What is needed: Please put every line of the material below into a numbered list, leaving out any blank lines.
═════ Information given
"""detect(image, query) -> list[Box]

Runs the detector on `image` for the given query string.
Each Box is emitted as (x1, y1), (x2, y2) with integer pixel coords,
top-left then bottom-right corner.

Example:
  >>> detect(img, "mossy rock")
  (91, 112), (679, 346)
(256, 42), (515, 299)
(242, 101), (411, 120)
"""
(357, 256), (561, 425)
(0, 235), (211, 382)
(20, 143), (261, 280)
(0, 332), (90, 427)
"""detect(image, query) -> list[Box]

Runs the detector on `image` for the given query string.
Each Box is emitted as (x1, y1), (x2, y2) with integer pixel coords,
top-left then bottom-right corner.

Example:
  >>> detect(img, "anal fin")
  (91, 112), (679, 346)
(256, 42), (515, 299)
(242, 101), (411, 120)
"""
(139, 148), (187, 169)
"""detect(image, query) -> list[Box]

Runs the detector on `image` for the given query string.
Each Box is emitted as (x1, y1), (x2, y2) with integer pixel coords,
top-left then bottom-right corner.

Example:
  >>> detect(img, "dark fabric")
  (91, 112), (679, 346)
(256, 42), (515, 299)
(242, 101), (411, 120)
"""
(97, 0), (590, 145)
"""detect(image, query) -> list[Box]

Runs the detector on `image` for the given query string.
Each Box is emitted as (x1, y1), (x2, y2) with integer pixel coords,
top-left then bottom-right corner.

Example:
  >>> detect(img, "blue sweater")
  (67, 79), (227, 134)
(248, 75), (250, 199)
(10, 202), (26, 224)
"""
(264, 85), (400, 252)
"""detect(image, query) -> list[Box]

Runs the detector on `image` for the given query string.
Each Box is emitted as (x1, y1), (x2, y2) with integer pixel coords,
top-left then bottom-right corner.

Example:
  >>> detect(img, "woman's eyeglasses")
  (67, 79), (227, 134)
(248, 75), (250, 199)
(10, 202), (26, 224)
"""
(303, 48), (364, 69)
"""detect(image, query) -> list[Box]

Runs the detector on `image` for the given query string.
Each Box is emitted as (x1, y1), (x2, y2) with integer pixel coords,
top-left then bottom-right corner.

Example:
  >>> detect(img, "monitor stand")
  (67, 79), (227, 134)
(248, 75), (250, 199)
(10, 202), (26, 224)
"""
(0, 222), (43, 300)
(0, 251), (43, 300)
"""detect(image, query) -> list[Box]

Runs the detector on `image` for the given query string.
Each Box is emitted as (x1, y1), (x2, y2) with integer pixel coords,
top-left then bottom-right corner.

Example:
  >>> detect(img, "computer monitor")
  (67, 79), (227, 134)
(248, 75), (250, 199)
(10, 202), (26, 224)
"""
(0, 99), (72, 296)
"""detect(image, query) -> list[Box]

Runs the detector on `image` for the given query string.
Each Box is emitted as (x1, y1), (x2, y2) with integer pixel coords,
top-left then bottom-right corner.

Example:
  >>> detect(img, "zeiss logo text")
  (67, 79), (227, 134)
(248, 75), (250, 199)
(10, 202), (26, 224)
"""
══════════
Written response:
1. """detect(image, query) -> list[Box]
2. Runs the detector on `image` for the given query string.
3. Each Box is emitted as (x1, y1), (x2, y2) with integer pixel coords,
4. top-left then bottom-right corner.
5. Example:
6.   >>> detect(img, "mossy rock")
7.   (91, 112), (679, 346)
8. (256, 42), (515, 299)
9. (242, 101), (411, 120)
10. """
11. (357, 256), (561, 425)
12. (0, 235), (211, 382)
13. (20, 143), (261, 280)
14. (0, 332), (90, 427)
15. """detect(image, query) -> list[Box]
16. Runs the detector on `image` for the given query string.
17. Each Box is emitted as (x1, y1), (x2, y2) with integer pixel coords,
18. top-left then bottom-right corner.
19. Example:
20.   >>> detect(img, "anal fin")
21.   (91, 112), (679, 346)
22. (256, 42), (515, 299)
23. (242, 101), (411, 120)
24. """
25. (139, 148), (187, 169)
26. """detect(image, query) -> list[Box]
27. Runs the detector on `image` for the given query string.
28. Each Box is emitted as (x1, y1), (x2, y2) with integer pixel coords,
29. top-left then bottom-right corner.
30. Example:
31.   >>> detect(img, "dark fabric")
32.   (91, 112), (679, 346)
33. (256, 42), (515, 299)
34. (242, 101), (411, 120)
35. """
36. (97, 0), (590, 145)
37. """detect(image, query) -> list[Box]
38. Runs the detector on `image` for the given query string.
39. Each Box is emitted as (x1, y1), (x2, y2) with integer pixel coords,
40. top-left then bottom-right corner.
41. Example:
42.   >>> detect(img, "blue sweater")
43.   (67, 79), (227, 134)
44. (248, 75), (250, 199)
45. (10, 202), (26, 224)
46. """
47. (264, 85), (400, 252)
48. """detect(image, query) -> list[Box]
49. Runs the detector on `image` for the given query string.
50. Each Box is emitted as (x1, y1), (x2, y2) with integer pixel coords,
51. top-left then bottom-right corner.
52. Example:
53.   >>> detect(img, "woman's eyeglasses")
54.   (67, 79), (227, 134)
55. (248, 75), (250, 199)
56. (10, 202), (26, 224)
57. """
58. (303, 48), (364, 69)
59. """detect(image, query) -> list[Box]
60. Runs the detector on `image` for the given query string.
61. Each Box is emitted as (x1, y1), (x2, y2) with integer pixel coords,
62. top-left then bottom-right corner.
63. Example:
64.   >>> detect(img, "monitor stand")
65.   (67, 79), (227, 134)
66. (248, 75), (250, 199)
67. (10, 202), (26, 224)
68. """
69. (0, 222), (43, 300)
70. (0, 251), (43, 300)
71. """detect(image, query) -> list[Box]
72. Runs the detector on `image` for the given query string.
73. Each Box is emitted as (x1, y1), (x2, y2) with integer pixel coords,
74. top-left then bottom-right corner.
75. Example:
76.   >>> detect(img, "computer monitor")
77.   (67, 79), (227, 134)
78. (248, 75), (250, 199)
79. (10, 202), (26, 224)
80. """
81. (0, 99), (72, 296)
82. """detect(image, query) -> list[Box]
83. Runs the detector on `image` for the given query string.
84. Each Box is emitted as (x1, y1), (x2, y2) with integer pixel coords,
85. top-left then bottom-right corner.
86. Example:
87.   >>> detect(img, "zeiss logo text")
88.   (67, 79), (227, 134)
89. (248, 75), (250, 199)
90. (10, 202), (26, 224)
91. """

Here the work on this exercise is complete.